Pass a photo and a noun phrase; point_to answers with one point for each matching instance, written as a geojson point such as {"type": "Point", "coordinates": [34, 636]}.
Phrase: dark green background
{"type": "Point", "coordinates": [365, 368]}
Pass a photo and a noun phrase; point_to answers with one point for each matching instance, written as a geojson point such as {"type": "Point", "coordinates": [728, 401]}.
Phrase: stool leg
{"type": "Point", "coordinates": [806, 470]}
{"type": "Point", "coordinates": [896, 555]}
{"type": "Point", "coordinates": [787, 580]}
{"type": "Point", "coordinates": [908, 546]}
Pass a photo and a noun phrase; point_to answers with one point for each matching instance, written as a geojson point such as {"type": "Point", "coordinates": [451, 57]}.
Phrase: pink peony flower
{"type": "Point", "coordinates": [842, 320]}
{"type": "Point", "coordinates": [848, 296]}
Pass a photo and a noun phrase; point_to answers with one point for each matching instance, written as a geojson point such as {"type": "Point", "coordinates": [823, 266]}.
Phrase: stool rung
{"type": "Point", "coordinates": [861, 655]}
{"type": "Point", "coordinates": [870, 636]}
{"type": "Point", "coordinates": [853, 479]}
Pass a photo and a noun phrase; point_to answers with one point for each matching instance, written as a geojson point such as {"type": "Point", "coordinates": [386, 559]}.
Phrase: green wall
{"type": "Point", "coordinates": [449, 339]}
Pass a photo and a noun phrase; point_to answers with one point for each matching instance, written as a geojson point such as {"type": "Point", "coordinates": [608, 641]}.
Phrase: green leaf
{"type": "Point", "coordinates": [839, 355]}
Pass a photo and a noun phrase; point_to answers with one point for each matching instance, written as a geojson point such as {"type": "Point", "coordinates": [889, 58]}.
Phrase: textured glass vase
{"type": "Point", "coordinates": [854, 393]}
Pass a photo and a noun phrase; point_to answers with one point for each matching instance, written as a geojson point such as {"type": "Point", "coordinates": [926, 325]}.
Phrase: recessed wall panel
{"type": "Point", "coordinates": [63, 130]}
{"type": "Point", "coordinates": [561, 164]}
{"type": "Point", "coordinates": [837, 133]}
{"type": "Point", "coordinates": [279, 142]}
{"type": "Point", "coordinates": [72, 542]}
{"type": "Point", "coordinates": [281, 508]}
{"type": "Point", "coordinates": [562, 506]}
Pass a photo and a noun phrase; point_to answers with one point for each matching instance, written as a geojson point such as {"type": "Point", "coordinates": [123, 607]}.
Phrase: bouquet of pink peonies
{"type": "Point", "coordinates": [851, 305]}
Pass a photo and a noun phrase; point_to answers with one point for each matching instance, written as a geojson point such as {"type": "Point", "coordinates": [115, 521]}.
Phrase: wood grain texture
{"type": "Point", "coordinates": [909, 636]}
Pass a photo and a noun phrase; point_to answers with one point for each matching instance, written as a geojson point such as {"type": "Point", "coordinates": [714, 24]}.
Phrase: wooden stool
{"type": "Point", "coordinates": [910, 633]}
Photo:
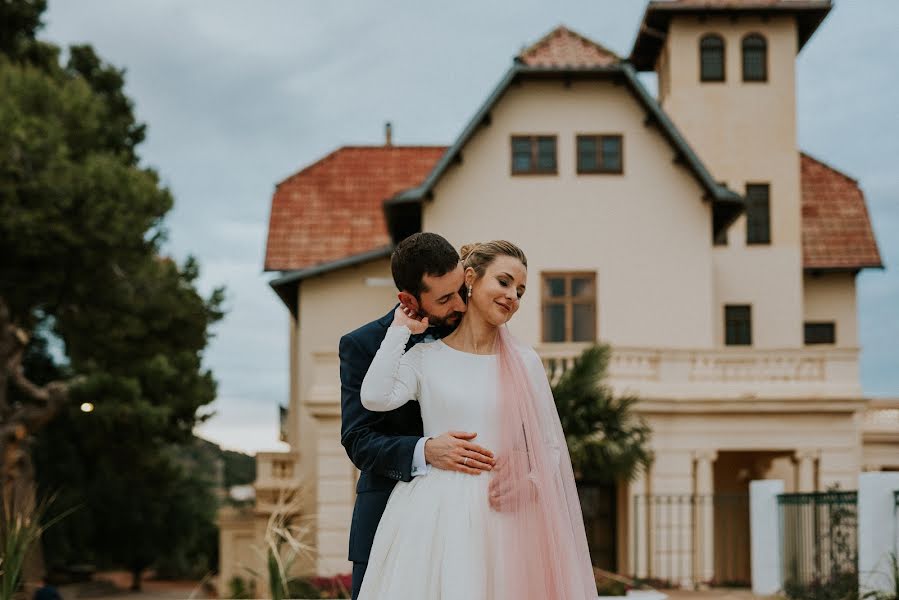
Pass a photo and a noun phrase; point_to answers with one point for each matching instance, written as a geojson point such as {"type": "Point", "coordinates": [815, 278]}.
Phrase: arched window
{"type": "Point", "coordinates": [755, 58]}
{"type": "Point", "coordinates": [711, 58]}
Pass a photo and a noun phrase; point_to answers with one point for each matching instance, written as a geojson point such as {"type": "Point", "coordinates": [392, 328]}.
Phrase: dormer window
{"type": "Point", "coordinates": [755, 58]}
{"type": "Point", "coordinates": [711, 57]}
{"type": "Point", "coordinates": [600, 154]}
{"type": "Point", "coordinates": [533, 155]}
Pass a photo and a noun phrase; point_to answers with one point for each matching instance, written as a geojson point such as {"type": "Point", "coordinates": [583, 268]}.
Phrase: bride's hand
{"type": "Point", "coordinates": [404, 315]}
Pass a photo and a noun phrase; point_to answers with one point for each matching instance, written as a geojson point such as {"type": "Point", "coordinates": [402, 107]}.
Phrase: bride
{"type": "Point", "coordinates": [515, 532]}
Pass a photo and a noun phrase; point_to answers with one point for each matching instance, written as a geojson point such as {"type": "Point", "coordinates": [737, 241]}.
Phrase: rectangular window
{"type": "Point", "coordinates": [600, 154]}
{"type": "Point", "coordinates": [569, 307]}
{"type": "Point", "coordinates": [711, 58]}
{"type": "Point", "coordinates": [758, 214]}
{"type": "Point", "coordinates": [738, 325]}
{"type": "Point", "coordinates": [820, 333]}
{"type": "Point", "coordinates": [533, 154]}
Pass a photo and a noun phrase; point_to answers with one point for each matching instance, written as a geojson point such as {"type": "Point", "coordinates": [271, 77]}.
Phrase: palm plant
{"type": "Point", "coordinates": [283, 545]}
{"type": "Point", "coordinates": [21, 526]}
{"type": "Point", "coordinates": [607, 441]}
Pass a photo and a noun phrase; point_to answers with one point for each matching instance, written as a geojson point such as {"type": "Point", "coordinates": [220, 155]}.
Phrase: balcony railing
{"type": "Point", "coordinates": [277, 470]}
{"type": "Point", "coordinates": [720, 373]}
{"type": "Point", "coordinates": [882, 418]}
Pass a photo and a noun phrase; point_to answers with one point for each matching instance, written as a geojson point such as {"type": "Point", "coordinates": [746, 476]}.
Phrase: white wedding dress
{"type": "Point", "coordinates": [437, 537]}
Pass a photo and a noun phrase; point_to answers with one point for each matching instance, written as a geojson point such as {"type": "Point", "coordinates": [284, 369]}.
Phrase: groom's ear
{"type": "Point", "coordinates": [408, 300]}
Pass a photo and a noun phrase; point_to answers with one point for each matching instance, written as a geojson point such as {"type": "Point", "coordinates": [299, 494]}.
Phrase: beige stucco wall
{"type": "Point", "coordinates": [661, 282]}
{"type": "Point", "coordinates": [746, 133]}
{"type": "Point", "coordinates": [330, 306]}
{"type": "Point", "coordinates": [831, 297]}
{"type": "Point", "coordinates": [832, 437]}
{"type": "Point", "coordinates": [646, 233]}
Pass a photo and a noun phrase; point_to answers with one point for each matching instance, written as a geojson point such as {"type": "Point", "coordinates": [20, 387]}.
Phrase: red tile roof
{"type": "Point", "coordinates": [332, 209]}
{"type": "Point", "coordinates": [736, 3]}
{"type": "Point", "coordinates": [836, 229]}
{"type": "Point", "coordinates": [562, 47]}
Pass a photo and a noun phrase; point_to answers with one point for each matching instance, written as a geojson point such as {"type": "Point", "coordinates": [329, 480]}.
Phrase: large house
{"type": "Point", "coordinates": [687, 230]}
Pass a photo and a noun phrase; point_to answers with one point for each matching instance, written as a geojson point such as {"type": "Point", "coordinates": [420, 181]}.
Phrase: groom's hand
{"type": "Point", "coordinates": [403, 315]}
{"type": "Point", "coordinates": [454, 451]}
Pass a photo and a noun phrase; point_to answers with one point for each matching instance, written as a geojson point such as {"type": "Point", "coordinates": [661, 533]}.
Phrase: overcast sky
{"type": "Point", "coordinates": [239, 95]}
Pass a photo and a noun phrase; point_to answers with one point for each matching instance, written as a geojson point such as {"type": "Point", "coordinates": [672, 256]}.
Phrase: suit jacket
{"type": "Point", "coordinates": [381, 445]}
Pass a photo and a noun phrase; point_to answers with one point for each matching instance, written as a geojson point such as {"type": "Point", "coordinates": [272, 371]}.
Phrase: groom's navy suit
{"type": "Point", "coordinates": [380, 444]}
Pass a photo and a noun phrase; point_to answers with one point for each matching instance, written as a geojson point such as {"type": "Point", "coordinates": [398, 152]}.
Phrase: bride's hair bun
{"type": "Point", "coordinates": [480, 254]}
{"type": "Point", "coordinates": [466, 251]}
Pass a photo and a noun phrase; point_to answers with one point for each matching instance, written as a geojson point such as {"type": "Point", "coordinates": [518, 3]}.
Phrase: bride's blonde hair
{"type": "Point", "coordinates": [480, 254]}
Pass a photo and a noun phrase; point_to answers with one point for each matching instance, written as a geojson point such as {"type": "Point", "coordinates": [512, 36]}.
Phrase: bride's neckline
{"type": "Point", "coordinates": [445, 345]}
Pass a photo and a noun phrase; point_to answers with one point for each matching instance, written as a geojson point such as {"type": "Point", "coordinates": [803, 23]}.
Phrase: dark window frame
{"type": "Point", "coordinates": [815, 328]}
{"type": "Point", "coordinates": [736, 339]}
{"type": "Point", "coordinates": [568, 301]}
{"type": "Point", "coordinates": [534, 139]}
{"type": "Point", "coordinates": [599, 169]}
{"type": "Point", "coordinates": [703, 78]}
{"type": "Point", "coordinates": [753, 227]}
{"type": "Point", "coordinates": [752, 37]}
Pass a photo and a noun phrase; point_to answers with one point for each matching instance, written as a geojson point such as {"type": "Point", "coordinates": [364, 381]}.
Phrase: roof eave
{"type": "Point", "coordinates": [286, 285]}
{"type": "Point", "coordinates": [843, 268]}
{"type": "Point", "coordinates": [713, 190]}
{"type": "Point", "coordinates": [654, 25]}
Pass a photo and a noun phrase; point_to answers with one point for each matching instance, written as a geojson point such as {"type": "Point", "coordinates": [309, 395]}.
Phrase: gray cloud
{"type": "Point", "coordinates": [239, 95]}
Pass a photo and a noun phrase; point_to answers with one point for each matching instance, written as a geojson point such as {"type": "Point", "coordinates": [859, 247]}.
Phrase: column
{"type": "Point", "coordinates": [805, 469]}
{"type": "Point", "coordinates": [877, 527]}
{"type": "Point", "coordinates": [764, 525]}
{"type": "Point", "coordinates": [704, 520]}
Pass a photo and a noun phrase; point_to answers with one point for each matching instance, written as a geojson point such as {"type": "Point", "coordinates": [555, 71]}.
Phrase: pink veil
{"type": "Point", "coordinates": [541, 535]}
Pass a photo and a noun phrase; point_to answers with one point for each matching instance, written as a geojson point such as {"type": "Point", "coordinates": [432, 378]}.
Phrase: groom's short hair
{"type": "Point", "coordinates": [418, 255]}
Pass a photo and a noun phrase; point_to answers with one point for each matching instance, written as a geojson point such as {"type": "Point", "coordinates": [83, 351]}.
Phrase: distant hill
{"type": "Point", "coordinates": [227, 467]}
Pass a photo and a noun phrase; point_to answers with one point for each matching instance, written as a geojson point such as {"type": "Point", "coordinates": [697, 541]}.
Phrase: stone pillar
{"type": "Point", "coordinates": [638, 526]}
{"type": "Point", "coordinates": [764, 523]}
{"type": "Point", "coordinates": [704, 520]}
{"type": "Point", "coordinates": [805, 469]}
{"type": "Point", "coordinates": [877, 526]}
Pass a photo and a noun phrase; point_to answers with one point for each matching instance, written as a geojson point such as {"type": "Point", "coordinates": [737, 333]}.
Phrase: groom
{"type": "Point", "coordinates": [388, 446]}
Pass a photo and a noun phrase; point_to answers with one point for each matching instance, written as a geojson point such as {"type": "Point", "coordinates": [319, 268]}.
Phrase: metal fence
{"type": "Point", "coordinates": [819, 537]}
{"type": "Point", "coordinates": [689, 540]}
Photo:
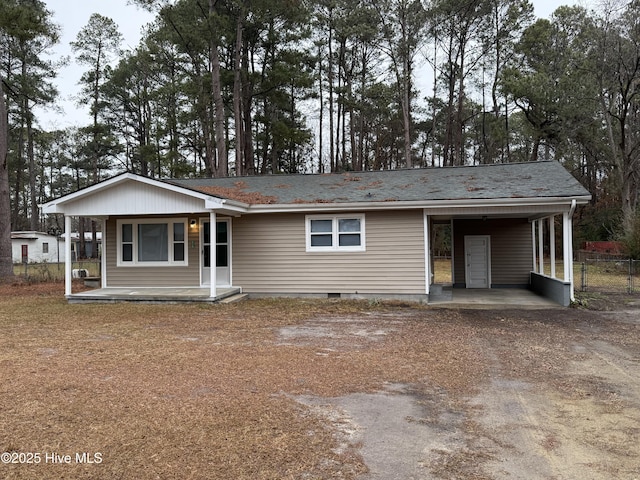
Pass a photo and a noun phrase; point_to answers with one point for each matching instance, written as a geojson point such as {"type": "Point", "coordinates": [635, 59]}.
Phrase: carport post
{"type": "Point", "coordinates": [567, 245]}
{"type": "Point", "coordinates": [213, 240]}
{"type": "Point", "coordinates": [541, 246]}
{"type": "Point", "coordinates": [67, 255]}
{"type": "Point", "coordinates": [552, 244]}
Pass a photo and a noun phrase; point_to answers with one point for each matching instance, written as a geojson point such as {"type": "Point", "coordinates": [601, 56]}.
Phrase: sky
{"type": "Point", "coordinates": [73, 15]}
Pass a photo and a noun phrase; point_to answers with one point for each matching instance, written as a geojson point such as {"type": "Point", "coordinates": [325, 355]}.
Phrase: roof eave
{"type": "Point", "coordinates": [416, 204]}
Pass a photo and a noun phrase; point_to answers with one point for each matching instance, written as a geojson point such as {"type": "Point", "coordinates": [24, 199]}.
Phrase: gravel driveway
{"type": "Point", "coordinates": [559, 399]}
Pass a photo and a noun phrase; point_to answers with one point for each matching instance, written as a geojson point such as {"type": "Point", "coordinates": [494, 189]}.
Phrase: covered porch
{"type": "Point", "coordinates": [156, 295]}
{"type": "Point", "coordinates": [503, 298]}
{"type": "Point", "coordinates": [507, 248]}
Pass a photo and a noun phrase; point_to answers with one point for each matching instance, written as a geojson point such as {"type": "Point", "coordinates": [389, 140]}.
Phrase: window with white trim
{"type": "Point", "coordinates": [340, 233]}
{"type": "Point", "coordinates": [153, 242]}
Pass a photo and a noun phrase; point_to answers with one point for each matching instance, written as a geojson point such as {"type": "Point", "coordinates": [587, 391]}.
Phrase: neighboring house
{"type": "Point", "coordinates": [36, 247]}
{"type": "Point", "coordinates": [358, 234]}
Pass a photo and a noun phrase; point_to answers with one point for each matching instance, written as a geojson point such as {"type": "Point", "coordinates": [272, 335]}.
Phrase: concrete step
{"type": "Point", "coordinates": [235, 298]}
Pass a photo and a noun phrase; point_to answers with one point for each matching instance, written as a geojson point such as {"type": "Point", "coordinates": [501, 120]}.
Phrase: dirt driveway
{"type": "Point", "coordinates": [559, 398]}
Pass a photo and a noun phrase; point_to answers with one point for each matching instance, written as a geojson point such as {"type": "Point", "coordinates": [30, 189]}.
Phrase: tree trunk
{"type": "Point", "coordinates": [222, 167]}
{"type": "Point", "coordinates": [237, 98]}
{"type": "Point", "coordinates": [6, 262]}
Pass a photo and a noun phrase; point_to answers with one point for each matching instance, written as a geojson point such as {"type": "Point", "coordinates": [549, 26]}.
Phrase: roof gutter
{"type": "Point", "coordinates": [395, 205]}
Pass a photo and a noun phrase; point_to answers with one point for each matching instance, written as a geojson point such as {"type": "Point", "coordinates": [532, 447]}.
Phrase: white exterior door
{"type": "Point", "coordinates": [477, 250]}
{"type": "Point", "coordinates": [222, 239]}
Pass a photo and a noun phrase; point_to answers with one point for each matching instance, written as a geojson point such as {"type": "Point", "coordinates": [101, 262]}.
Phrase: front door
{"type": "Point", "coordinates": [477, 251]}
{"type": "Point", "coordinates": [222, 246]}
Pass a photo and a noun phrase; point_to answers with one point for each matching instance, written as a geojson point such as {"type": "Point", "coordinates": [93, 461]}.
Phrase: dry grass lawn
{"type": "Point", "coordinates": [192, 391]}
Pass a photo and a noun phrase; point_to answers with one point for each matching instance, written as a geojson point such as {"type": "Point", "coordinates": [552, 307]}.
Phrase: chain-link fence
{"type": "Point", "coordinates": [614, 276]}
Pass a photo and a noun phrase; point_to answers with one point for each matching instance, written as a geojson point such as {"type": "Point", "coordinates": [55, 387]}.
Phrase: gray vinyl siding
{"type": "Point", "coordinates": [135, 276]}
{"type": "Point", "coordinates": [511, 250]}
{"type": "Point", "coordinates": [269, 256]}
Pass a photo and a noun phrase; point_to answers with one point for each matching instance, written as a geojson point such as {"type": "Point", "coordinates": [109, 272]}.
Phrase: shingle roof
{"type": "Point", "coordinates": [496, 181]}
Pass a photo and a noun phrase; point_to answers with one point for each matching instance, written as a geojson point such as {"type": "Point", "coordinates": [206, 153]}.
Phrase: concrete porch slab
{"type": "Point", "coordinates": [152, 295]}
{"type": "Point", "coordinates": [489, 298]}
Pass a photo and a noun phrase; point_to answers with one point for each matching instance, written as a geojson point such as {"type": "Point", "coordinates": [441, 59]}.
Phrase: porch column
{"type": "Point", "coordinates": [541, 246]}
{"type": "Point", "coordinates": [67, 255]}
{"type": "Point", "coordinates": [427, 253]}
{"type": "Point", "coordinates": [103, 255]}
{"type": "Point", "coordinates": [567, 252]}
{"type": "Point", "coordinates": [213, 240]}
{"type": "Point", "coordinates": [552, 244]}
{"type": "Point", "coordinates": [534, 267]}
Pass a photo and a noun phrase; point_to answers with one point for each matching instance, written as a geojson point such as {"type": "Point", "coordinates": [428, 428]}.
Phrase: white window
{"type": "Point", "coordinates": [341, 233]}
{"type": "Point", "coordinates": [154, 242]}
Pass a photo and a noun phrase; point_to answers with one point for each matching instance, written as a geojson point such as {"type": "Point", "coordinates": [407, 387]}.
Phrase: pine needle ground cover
{"type": "Point", "coordinates": [301, 389]}
{"type": "Point", "coordinates": [188, 391]}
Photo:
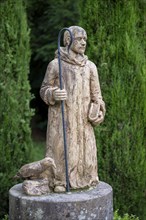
○ ○ ○ ○
Written request » Identify each line of the records above that contains the word "dark" and copy those lines.

Exercise response »
Phrase: dark green background
Phrase: dark window frame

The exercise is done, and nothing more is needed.